*** Given records ***

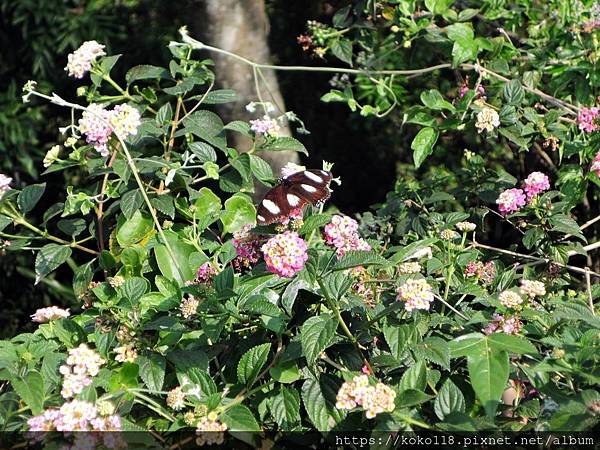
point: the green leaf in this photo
(144, 72)
(415, 377)
(436, 350)
(177, 268)
(449, 400)
(511, 344)
(513, 92)
(398, 338)
(152, 370)
(260, 168)
(285, 408)
(164, 115)
(134, 288)
(207, 203)
(438, 7)
(565, 224)
(422, 144)
(131, 202)
(30, 196)
(318, 397)
(316, 334)
(239, 211)
(31, 390)
(284, 144)
(49, 258)
(251, 363)
(164, 204)
(488, 372)
(285, 372)
(239, 418)
(342, 49)
(359, 258)
(133, 230)
(411, 397)
(203, 151)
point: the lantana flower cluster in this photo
(44, 315)
(75, 415)
(81, 366)
(4, 184)
(586, 119)
(487, 119)
(512, 200)
(486, 272)
(247, 247)
(596, 164)
(206, 272)
(189, 306)
(285, 254)
(416, 294)
(81, 60)
(210, 430)
(267, 126)
(176, 399)
(97, 124)
(342, 233)
(510, 299)
(532, 288)
(373, 399)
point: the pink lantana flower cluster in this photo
(4, 184)
(586, 119)
(206, 272)
(285, 254)
(75, 415)
(416, 294)
(501, 324)
(44, 315)
(373, 399)
(594, 168)
(342, 233)
(82, 364)
(97, 124)
(486, 272)
(247, 247)
(80, 61)
(512, 200)
(535, 184)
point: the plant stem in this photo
(333, 305)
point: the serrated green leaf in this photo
(422, 144)
(251, 363)
(449, 400)
(316, 334)
(49, 258)
(152, 370)
(30, 196)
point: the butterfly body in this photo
(293, 193)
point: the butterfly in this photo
(294, 192)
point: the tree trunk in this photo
(241, 27)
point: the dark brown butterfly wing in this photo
(294, 192)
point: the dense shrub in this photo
(194, 317)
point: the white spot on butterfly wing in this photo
(313, 177)
(293, 200)
(271, 206)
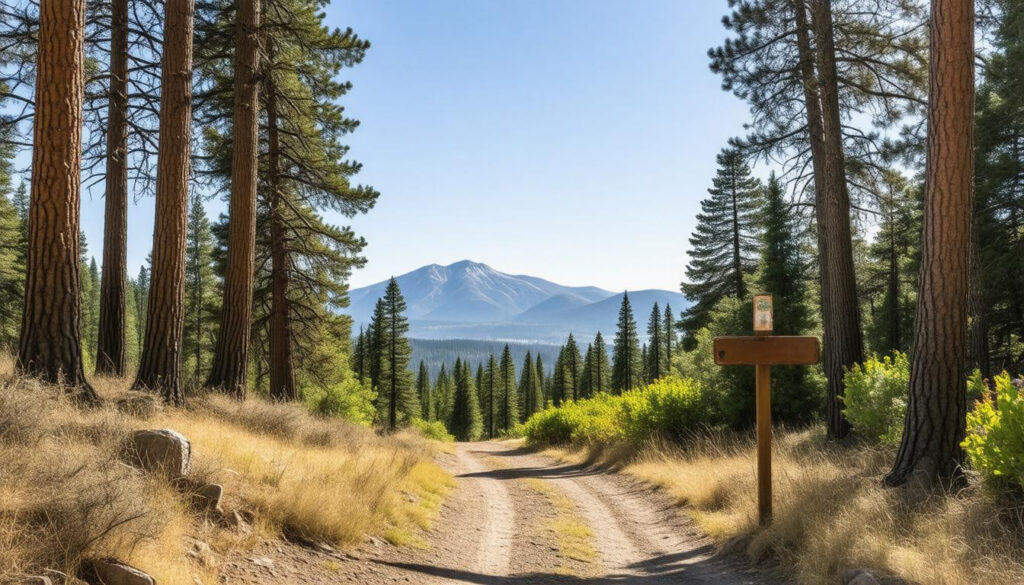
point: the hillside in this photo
(471, 300)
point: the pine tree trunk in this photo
(230, 359)
(111, 338)
(893, 318)
(840, 309)
(51, 345)
(980, 350)
(282, 371)
(160, 365)
(930, 449)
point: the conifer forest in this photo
(244, 406)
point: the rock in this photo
(112, 572)
(28, 580)
(205, 497)
(164, 451)
(142, 405)
(237, 520)
(858, 577)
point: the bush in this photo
(348, 400)
(876, 398)
(669, 409)
(994, 440)
(434, 430)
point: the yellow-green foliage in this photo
(667, 409)
(876, 398)
(995, 432)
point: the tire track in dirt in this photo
(640, 535)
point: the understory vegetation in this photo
(832, 510)
(66, 496)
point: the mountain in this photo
(472, 301)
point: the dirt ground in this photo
(517, 517)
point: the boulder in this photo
(163, 450)
(113, 572)
(858, 577)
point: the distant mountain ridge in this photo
(471, 300)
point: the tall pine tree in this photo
(397, 401)
(723, 247)
(627, 365)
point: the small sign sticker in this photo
(763, 315)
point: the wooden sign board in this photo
(767, 350)
(764, 314)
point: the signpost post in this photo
(764, 350)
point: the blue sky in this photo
(569, 139)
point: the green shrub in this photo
(876, 398)
(994, 440)
(348, 400)
(669, 408)
(435, 430)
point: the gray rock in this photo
(112, 572)
(142, 405)
(163, 450)
(858, 577)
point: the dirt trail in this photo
(516, 517)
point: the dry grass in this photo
(65, 496)
(833, 513)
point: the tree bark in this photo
(111, 341)
(160, 365)
(844, 344)
(930, 449)
(282, 366)
(50, 345)
(230, 358)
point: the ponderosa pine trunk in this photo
(111, 339)
(50, 345)
(160, 365)
(930, 450)
(230, 358)
(844, 344)
(282, 367)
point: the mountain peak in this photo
(472, 300)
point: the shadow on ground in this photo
(677, 568)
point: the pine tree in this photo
(398, 403)
(141, 292)
(669, 331)
(423, 390)
(50, 341)
(559, 391)
(202, 304)
(358, 358)
(573, 363)
(508, 407)
(627, 367)
(542, 382)
(466, 421)
(930, 450)
(656, 364)
(784, 276)
(599, 370)
(722, 252)
(11, 273)
(160, 365)
(586, 390)
(530, 391)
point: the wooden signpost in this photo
(764, 350)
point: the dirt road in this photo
(516, 517)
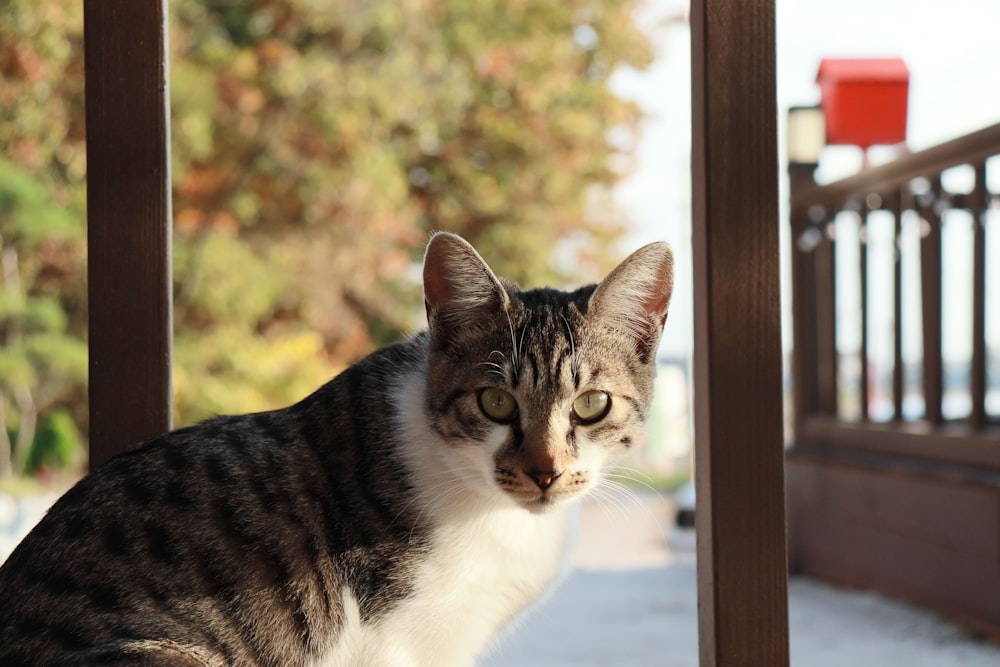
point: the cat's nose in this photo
(544, 479)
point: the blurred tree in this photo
(315, 145)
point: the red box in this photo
(864, 100)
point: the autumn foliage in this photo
(315, 145)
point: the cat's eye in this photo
(497, 404)
(591, 406)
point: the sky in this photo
(953, 54)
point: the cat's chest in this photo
(475, 578)
(478, 577)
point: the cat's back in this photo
(236, 536)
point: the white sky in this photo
(953, 53)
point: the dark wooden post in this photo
(742, 572)
(128, 223)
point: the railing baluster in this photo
(826, 326)
(930, 275)
(977, 384)
(863, 247)
(894, 203)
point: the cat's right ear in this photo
(460, 290)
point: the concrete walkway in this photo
(631, 601)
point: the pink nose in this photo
(544, 479)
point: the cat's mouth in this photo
(541, 493)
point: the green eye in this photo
(497, 404)
(591, 406)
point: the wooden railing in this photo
(883, 359)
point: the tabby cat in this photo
(403, 514)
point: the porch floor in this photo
(631, 600)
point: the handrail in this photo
(970, 148)
(820, 365)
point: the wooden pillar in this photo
(128, 223)
(742, 573)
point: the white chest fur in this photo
(478, 576)
(487, 560)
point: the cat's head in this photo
(534, 391)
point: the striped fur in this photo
(383, 520)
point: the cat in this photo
(403, 514)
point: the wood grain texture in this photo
(128, 222)
(918, 532)
(742, 576)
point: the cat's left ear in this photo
(633, 299)
(460, 289)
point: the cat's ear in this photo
(460, 290)
(633, 299)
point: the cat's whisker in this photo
(572, 347)
(623, 493)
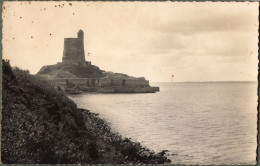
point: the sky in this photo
(192, 41)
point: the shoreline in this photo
(41, 125)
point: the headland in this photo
(75, 75)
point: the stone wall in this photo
(100, 82)
(74, 50)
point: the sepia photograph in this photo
(87, 82)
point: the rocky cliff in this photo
(40, 125)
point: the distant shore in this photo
(41, 125)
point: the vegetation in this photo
(41, 125)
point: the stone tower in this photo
(73, 52)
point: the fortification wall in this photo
(73, 51)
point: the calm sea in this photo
(199, 123)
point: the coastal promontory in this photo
(75, 75)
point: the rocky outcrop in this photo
(40, 125)
(62, 70)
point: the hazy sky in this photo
(194, 41)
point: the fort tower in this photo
(73, 52)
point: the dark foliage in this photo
(41, 125)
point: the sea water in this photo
(198, 123)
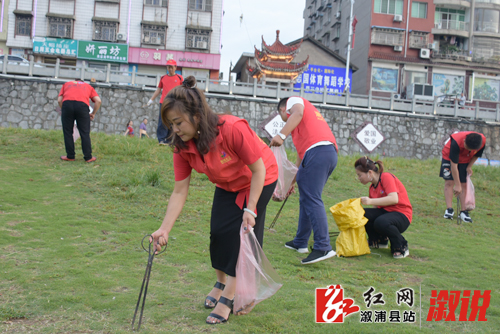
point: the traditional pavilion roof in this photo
(278, 48)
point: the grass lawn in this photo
(71, 260)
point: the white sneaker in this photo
(449, 213)
(464, 216)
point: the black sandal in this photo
(228, 303)
(218, 285)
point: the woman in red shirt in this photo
(243, 169)
(393, 211)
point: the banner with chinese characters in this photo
(317, 77)
(55, 46)
(109, 52)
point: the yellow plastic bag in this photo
(350, 219)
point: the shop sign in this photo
(110, 52)
(55, 46)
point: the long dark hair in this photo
(365, 164)
(191, 101)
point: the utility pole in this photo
(346, 81)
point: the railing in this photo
(255, 90)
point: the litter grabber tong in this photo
(145, 282)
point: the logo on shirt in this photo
(319, 116)
(224, 157)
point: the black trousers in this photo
(225, 227)
(72, 111)
(382, 224)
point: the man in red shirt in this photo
(459, 154)
(74, 102)
(167, 82)
(316, 159)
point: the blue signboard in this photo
(318, 77)
(55, 46)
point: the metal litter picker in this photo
(145, 282)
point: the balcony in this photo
(456, 4)
(451, 27)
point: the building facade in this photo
(124, 33)
(451, 45)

***

Work instructions —
Arrange every line of the entries above as a JSON list of strings, one string per line, with blank lines dropped. Leave the picture lines out.

Response to the task —
[
  "point: the green leaf in this photo",
  "(144, 72)",
  "(415, 377)",
  "(436, 350)",
  "(177, 268)",
  "(449, 400)",
  "(511, 344)",
  "(513, 92)",
  "(398, 338)",
  "(152, 370)",
  "(260, 168)",
  "(285, 408)",
  "(164, 115)",
  "(134, 288)",
  "(207, 203)",
  "(438, 7)",
  "(565, 224)",
  "(422, 144)",
  "(131, 202)",
  "(30, 196)",
  "(318, 397)",
  "(316, 334)",
  "(239, 211)",
  "(31, 390)",
  "(284, 144)",
  "(49, 258)",
  "(251, 363)",
  "(164, 204)",
  "(488, 372)",
  "(285, 372)",
  "(239, 418)",
  "(342, 49)",
  "(359, 258)",
  "(133, 230)",
  "(411, 397)",
  "(203, 151)",
  "point: the lantana flower cluster in this photo",
  "(44, 315)",
  "(75, 415)",
  "(81, 366)",
  "(4, 184)",
  "(586, 119)",
  "(487, 119)",
  "(512, 200)",
  "(486, 272)",
  "(247, 247)",
  "(596, 164)",
  "(206, 272)",
  "(189, 306)",
  "(285, 254)",
  "(416, 294)",
  "(81, 60)",
  "(210, 430)",
  "(267, 126)",
  "(176, 399)",
  "(97, 124)",
  "(342, 233)",
  "(510, 299)",
  "(532, 288)",
  "(373, 399)",
  "point: the pink lantana flower cluster in this photo",
  "(4, 184)",
  "(586, 119)",
  "(206, 272)",
  "(285, 254)",
  "(75, 415)",
  "(416, 294)",
  "(501, 324)",
  "(44, 315)",
  "(373, 399)",
  "(594, 168)",
  "(342, 233)",
  "(82, 364)",
  "(97, 124)",
  "(486, 272)",
  "(247, 247)",
  "(80, 61)",
  "(512, 200)",
  "(535, 184)",
  "point: the plant stem in this photo",
  "(333, 305)",
  "point: the serrated green leaf in this photo",
  "(422, 144)",
  "(251, 363)",
  "(449, 400)",
  "(316, 334)",
  "(49, 258)",
  "(152, 370)",
  "(30, 196)",
  "point: the butterfly body in this photo",
  "(293, 193)",
  "point: the butterfly in this photo",
  "(294, 192)",
  "point: the tree trunk in this photo",
  "(241, 27)",
  "point: the dark brown butterfly wing in this photo",
  "(294, 192)",
  "point: the dense shrub in this photo",
  "(194, 317)",
  "point: the white spot on butterfly wing in this photo",
  "(313, 177)",
  "(293, 200)",
  "(271, 206)",
  "point: the hillside in this photo",
  "(471, 300)",
  "point: the pine tree trunk in this photo",
  "(230, 359)",
  "(111, 338)",
  "(893, 318)",
  "(840, 309)",
  "(51, 345)",
  "(980, 350)",
  "(282, 371)",
  "(160, 365)",
  "(930, 449)",
  "point: the conifer forest in this photo",
  "(244, 406)",
  "point: the rock in this photo",
  "(112, 572)",
  "(28, 580)",
  "(205, 497)",
  "(164, 451)",
  "(142, 405)",
  "(237, 520)",
  "(858, 577)",
  "point: the bush in this photo",
  "(348, 400)",
  "(876, 398)",
  "(669, 409)",
  "(994, 440)",
  "(434, 430)",
  "point: the yellow-green foliage in this photo",
  "(667, 409)",
  "(876, 398)",
  "(995, 432)",
  "point: the tire track in dirt in this photo",
  "(640, 535)",
  "point: the understory vegetation in this photo",
  "(832, 510)",
  "(66, 496)",
  "point: the mountain in this photo",
  "(472, 301)",
  "point: the dirt ground in this photo",
  "(517, 517)",
  "point: the boulder in this photo",
  "(163, 450)",
  "(113, 572)",
  "(858, 577)",
  "point: the distant mountain ridge in this photo",
  "(471, 300)",
  "point: the tall pine tree in this photo",
  "(397, 401)",
  "(723, 247)",
  "(627, 365)",
  "point: the small sign sticker in this photo",
  "(763, 315)",
  "point: the wooden sign board in this photo",
  "(767, 350)",
  "(764, 314)",
  "point: the signpost post in this photo",
  "(764, 350)",
  "point: the blue sky in this photo",
  "(569, 139)",
  "point: the green shrub in this photo",
  "(876, 398)",
  "(994, 440)",
  "(348, 400)",
  "(669, 408)",
  "(435, 430)",
  "point: the gray rock in this photo",
  "(112, 572)",
  "(142, 405)",
  "(163, 450)",
  "(858, 577)",
  "point: the dirt trail in this photo",
  "(516, 517)",
  "point: the dry grass in this photo",
  "(65, 496)",
  "(833, 513)",
  "point: the tree bark in this photo",
  "(111, 341)",
  "(160, 365)",
  "(844, 344)",
  "(930, 449)",
  "(282, 366)",
  "(50, 345)",
  "(230, 358)",
  "point: the ponderosa pine trunk in this photo",
  "(111, 339)",
  "(50, 345)",
  "(160, 365)",
  "(930, 450)",
  "(230, 358)",
  "(844, 344)",
  "(282, 367)",
  "point: the mountain peak in this photo",
  "(472, 300)",
  "point: the shadow on ground in this photo",
  "(677, 568)",
  "point: the pine tree in this photo",
  "(398, 403)",
  "(141, 292)",
  "(669, 331)",
  "(423, 390)",
  "(50, 341)",
  "(559, 391)",
  "(202, 304)",
  "(358, 358)",
  "(573, 363)",
  "(508, 407)",
  "(627, 367)",
  "(542, 382)",
  "(466, 421)",
  "(930, 450)",
  "(656, 364)",
  "(784, 276)",
  "(599, 370)",
  "(722, 252)",
  "(11, 273)",
  "(160, 365)",
  "(586, 390)",
  "(530, 391)",
  "point: the wooden signpost in this photo",
  "(764, 350)",
  "point: the dirt road in this photo",
  "(516, 517)",
  "point: the cat's nose in this photo",
  "(544, 479)",
  "point: the blurred tree in this photo",
  "(315, 145)",
  "point: the red box in this photo",
  "(864, 100)",
  "point: the autumn foliage in this photo",
  "(315, 145)",
  "point: the cat's eye in this photo",
  "(497, 404)",
  "(591, 406)",
  "point: the sky in this photo",
  "(953, 54)",
  "point: the cat's chest in this photo",
  "(475, 578)",
  "(478, 577)",
  "point: the cat's back in this photo",
  "(236, 536)",
  "point: the white sky in this photo",
  "(953, 53)",
  "point: the dark wooden post in this photo",
  "(742, 572)",
  "(128, 223)",
  "point: the railing baluster in this photo",
  "(826, 326)",
  "(930, 275)",
  "(977, 384)",
  "(863, 247)",
  "(894, 203)",
  "point: the cat's right ear in this photo",
  "(460, 290)",
  "point: the concrete walkway in this photo",
  "(631, 601)",
  "point: the pink nose in this photo",
  "(544, 479)",
  "point: the cat's mouth in this photo",
  "(541, 493)",
  "point: the green eye in this photo",
  "(497, 404)",
  "(591, 406)",
  "point: the wooden railing in this photo",
  "(883, 359)",
  "point: the tabby cat in this photo",
  "(403, 514)",
  "point: the porch floor in this photo",
  "(631, 600)",
  "point: the handrail in this photo",
  "(970, 148)",
  "(820, 365)",
  "point: the wooden pillar in this photo",
  "(128, 223)",
  "(742, 573)",
  "point: the white chest fur in this photo",
  "(478, 576)",
  "(487, 560)",
  "point: the cat's head in this photo",
  "(534, 391)",
  "point: the striped fur in this photo",
  "(383, 520)",
  "point: the cat in this photo",
  "(403, 514)",
  "point: the wood grain texture in this photo",
  "(128, 222)",
  "(918, 532)",
  "(742, 576)",
  "point: the cat's left ear in this photo",
  "(633, 299)",
  "(460, 289)",
  "point: the cat's ear in this photo",
  "(460, 290)",
  "(633, 299)",
  "point: the cat's whisker in this photo",
  "(572, 347)",
  "(623, 493)",
  "point: the sky in this photo",
  "(192, 41)",
  "point: the shoreline in this photo",
  "(41, 125)",
  "point: the headland in this photo",
  "(75, 75)",
  "point: the stone wall in this photo",
  "(100, 82)",
  "(74, 50)",
  "point: the sepia photograph in this photo",
  "(87, 82)",
  "point: the rocky cliff in this photo",
  "(40, 125)",
  "point: the distant shore in this photo",
  "(41, 125)",
  "point: the vegetation in this photo",
  "(41, 125)",
  "point: the stone tower in this photo",
  "(73, 52)",
  "point: the fortification wall in this photo",
  "(73, 51)",
  "point: the calm sea in this photo",
  "(199, 123)",
  "point: the coastal promontory in this photo",
  "(75, 75)",
  "point: the rocky outcrop in this photo",
  "(40, 125)",
  "(62, 70)",
  "point: the hazy sky in this photo",
  "(194, 41)",
  "point: the fort tower in this photo",
  "(73, 52)",
  "point: the dark foliage in this photo",
  "(41, 125)",
  "point: the sea water in this photo",
  "(198, 123)",
  "point: the traditional pavilion roof in this photo",
  "(278, 48)",
  "point: the grass lawn in this photo",
  "(71, 260)",
  "point: the white sneaker in this photo",
  "(449, 213)",
  "(464, 216)",
  "point: the black sandal in this photo",
  "(228, 303)",
  "(218, 285)",
  "point: the woman in red shirt in this photo",
  "(243, 169)",
  "(393, 211)",
  "point: the banner with chinese characters in this photo",
  "(317, 77)",
  "(55, 46)",
  "(109, 52)",
  "point: the yellow plastic bag in this photo",
  "(350, 219)",
  "point: the shop sign in this photo",
  "(110, 52)",
  "(55, 46)",
  "point: the long dark hair in this photo",
  "(365, 164)",
  "(191, 101)",
  "point: the utility pole in this photo",
  "(346, 81)",
  "point: the railing in this photo",
  "(255, 90)",
  "point: the litter grabber tong in this photo",
  "(145, 282)",
  "point: the logo on shirt in this photo",
  "(319, 116)",
  "(224, 157)",
  "point: the black trousers in this photo",
  "(225, 227)",
  "(72, 111)",
  "(382, 224)",
  "point: the man in red shirt in this photo",
  "(459, 154)",
  "(74, 102)",
  "(167, 82)",
  "(316, 159)",
  "point: the blue signboard in this photo",
  "(318, 77)",
  "(55, 46)",
  "point: the metal litter picker in this photo",
  "(145, 282)",
  "point: the balcony in this photo",
  "(456, 4)",
  "(451, 27)",
  "point: the building facade in this photo",
  "(124, 33)",
  "(451, 45)"
]